__Ćwiczenie pisemne__. Policz, w ilu wierszach poniższych wpisów pojawia się słowo „wildflower”. Podaj wyłącznie tę liczbę.

__Dane do przetworzenia__.
☆ ☆ ☆ ☆

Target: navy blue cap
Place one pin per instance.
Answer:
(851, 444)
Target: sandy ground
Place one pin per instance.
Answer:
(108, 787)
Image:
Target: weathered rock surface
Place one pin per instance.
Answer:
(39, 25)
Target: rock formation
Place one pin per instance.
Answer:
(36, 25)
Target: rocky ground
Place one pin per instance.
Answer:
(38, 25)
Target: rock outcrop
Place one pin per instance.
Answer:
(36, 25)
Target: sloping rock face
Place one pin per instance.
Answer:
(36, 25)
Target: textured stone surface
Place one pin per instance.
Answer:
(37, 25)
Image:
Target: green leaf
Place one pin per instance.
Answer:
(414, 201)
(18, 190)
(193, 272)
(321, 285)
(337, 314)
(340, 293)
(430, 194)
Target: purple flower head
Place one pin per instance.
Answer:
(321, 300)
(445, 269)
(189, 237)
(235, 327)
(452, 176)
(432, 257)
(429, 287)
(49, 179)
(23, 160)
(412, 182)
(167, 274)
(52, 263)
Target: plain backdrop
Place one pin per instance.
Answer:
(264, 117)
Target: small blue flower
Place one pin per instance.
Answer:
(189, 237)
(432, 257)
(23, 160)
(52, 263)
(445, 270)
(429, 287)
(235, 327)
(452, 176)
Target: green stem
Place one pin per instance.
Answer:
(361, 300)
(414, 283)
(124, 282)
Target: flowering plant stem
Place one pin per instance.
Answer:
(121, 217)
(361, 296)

☆ ☆ ☆ ☆

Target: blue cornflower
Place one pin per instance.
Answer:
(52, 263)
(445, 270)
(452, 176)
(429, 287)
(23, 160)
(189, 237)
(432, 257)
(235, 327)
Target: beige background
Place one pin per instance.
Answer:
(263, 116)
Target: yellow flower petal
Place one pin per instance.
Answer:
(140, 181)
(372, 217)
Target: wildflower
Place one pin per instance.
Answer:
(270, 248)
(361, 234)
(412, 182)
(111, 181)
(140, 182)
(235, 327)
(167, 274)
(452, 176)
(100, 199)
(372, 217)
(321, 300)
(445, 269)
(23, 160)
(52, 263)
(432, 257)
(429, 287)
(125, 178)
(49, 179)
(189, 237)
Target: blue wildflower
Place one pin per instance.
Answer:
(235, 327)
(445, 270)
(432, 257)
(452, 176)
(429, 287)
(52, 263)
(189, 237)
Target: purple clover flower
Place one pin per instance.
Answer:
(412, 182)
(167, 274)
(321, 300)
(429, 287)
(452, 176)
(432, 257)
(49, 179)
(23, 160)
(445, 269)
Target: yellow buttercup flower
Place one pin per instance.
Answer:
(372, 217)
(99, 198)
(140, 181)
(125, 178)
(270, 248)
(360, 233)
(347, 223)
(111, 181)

☆ ☆ ☆ ☆

__Odpowiedź__. 2